## TEXT
┄┄┄┄┄┄┄┄┄┄┄┄┄┄┄┄┄┄┄┄
While most of her female colleagues at the time practised in towns or worked as missionaries, Dr. Hennigar chose instead to take up a horse and buggy and become a travelling country doctor — the first woman in the Maritimes to do so.

The notion of a doctor making house calls may seem quaint today, but Dr. Hennigar’s experiences show it was anything but. Wildlife encounters and extreme weather were just two of the challenges. “My ‘Horse and Buggy Days’ were full to overflowing with hardships, thrills, dangers, determination and profit,” she wrote in a note near the end of her career. “In looking back, I would not have missed that period for a cool million.”

Born in Hants County, Nova Scotia, Dr. Hennigar funded her education at Dal with money she had saved up during her years as a schoolteacher in her home village of Noel. The historian of her med school class remembered Dr. Hennigar in the Dalhousie Gazette as someone who “never took cold feet no matter what the task,” which may explain why she thrived as a country doctor when she returned to Hants County.

“Amputations, fractures, dislocations, tonsillectomies, extraction of teeth, etc., all came my way and I was simply put on the spot as there was no one else to do it,” she would later recall.
┄┄┄┄┄┄┄┄┄┄┄┄┄┄┄┄┄┄┄┄
## INPUT DATA
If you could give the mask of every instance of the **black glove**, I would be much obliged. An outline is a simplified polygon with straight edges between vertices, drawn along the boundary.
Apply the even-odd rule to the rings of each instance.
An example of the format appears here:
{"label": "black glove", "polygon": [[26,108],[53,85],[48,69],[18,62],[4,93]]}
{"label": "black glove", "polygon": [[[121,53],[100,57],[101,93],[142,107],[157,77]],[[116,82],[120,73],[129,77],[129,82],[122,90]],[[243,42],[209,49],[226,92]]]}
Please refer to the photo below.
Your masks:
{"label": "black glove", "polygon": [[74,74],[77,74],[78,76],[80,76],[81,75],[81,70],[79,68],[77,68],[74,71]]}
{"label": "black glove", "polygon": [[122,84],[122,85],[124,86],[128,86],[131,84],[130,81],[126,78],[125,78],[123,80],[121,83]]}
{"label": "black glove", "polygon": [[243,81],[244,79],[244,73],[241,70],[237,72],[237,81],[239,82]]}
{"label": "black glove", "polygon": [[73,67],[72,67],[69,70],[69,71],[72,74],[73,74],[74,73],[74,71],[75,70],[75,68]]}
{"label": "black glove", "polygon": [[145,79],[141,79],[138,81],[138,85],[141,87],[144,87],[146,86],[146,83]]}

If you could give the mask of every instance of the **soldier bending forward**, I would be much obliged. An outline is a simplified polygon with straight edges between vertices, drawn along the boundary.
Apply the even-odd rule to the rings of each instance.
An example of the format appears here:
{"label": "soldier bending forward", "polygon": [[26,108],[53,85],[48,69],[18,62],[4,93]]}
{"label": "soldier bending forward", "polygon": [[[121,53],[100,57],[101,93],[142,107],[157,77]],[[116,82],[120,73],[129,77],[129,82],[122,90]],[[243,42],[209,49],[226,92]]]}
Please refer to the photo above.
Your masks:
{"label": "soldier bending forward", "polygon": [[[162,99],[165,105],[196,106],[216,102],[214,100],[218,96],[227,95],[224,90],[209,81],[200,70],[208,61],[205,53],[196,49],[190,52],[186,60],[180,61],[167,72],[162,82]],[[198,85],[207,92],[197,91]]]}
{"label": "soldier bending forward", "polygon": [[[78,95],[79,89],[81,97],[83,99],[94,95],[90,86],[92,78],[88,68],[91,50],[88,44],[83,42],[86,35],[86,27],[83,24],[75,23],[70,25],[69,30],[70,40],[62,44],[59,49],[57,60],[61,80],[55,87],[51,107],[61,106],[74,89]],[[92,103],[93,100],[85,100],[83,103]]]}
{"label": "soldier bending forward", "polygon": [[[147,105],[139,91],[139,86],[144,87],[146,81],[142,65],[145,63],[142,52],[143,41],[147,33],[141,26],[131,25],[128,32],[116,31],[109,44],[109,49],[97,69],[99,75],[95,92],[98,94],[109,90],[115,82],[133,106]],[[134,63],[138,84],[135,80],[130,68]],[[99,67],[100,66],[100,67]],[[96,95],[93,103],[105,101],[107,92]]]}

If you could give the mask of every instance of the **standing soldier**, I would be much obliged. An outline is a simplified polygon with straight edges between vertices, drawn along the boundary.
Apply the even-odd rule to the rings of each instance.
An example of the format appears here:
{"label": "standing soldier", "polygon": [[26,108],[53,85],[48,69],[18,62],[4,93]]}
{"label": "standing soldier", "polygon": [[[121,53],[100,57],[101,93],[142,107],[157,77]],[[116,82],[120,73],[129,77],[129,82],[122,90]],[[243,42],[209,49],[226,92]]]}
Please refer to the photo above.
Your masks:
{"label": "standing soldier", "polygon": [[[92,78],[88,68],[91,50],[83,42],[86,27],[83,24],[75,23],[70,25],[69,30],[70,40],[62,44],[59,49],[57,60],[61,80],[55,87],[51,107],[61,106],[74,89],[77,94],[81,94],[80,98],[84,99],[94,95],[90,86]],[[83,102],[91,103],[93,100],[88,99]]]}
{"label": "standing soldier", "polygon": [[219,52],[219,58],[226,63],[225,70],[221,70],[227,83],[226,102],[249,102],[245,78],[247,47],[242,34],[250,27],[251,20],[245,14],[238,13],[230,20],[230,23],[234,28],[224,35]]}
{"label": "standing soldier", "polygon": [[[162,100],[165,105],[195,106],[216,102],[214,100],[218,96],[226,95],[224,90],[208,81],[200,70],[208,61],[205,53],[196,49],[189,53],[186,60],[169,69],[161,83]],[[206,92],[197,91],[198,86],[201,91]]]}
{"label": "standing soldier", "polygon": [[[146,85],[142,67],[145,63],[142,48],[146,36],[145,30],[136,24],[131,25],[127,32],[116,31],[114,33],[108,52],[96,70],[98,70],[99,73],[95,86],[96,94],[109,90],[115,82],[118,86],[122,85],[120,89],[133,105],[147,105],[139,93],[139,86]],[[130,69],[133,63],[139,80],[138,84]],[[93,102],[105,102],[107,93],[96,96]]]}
┄┄┄┄┄┄┄┄┄┄┄┄┄┄┄┄┄┄┄┄
## EXERCISE REQUIREMENTS
[1] Answer these questions from the passage about Dr. Hennigar.
(a) In which county and province was Dr. Hennigar born?
(b) How did she pay for her education at Dal?
(c) According to her note, for what sum would she not have missed her horse-and-buggy period?
[2] Reproduce word for word the part of the passage about Dr. Hennigar starting with "The notion of" and going on through "to Hants County.".
The material above is not part of the passage about Dr. Hennigar.

## ANSWERS TO EACH TASK
[1]
(a) Hants County, Nova Scotia.
(b) With money she had saved during her years as a schoolteacher in her home village of Noel.
(c) A cool million.

[2]
The notion of a doctor making house calls may seem quaint today, but Dr. Hennigar’s experiences show it was anything but. Wildlife encounters and extreme weather were just two of the challenges. “My ‘Horse and Buggy Days’ were full to overflowing with hardships, thrills, dangers, determination and profit,” she wrote in a note near the end of her career. “In looking back, I would not have missed that period for a cool million.”

Born in Hants County, Nova Scotia, Dr. Hennigar funded her education at Dal with money she had saved up during her years as a schoolteacher in her home village of Noel. The historian of her med school class remembered Dr. Hennigar in the Dalhousie Gazette as someone who “never took cold feet no matter what the task,” which may explain why she thrived as a country doctor when she returned to Hants County.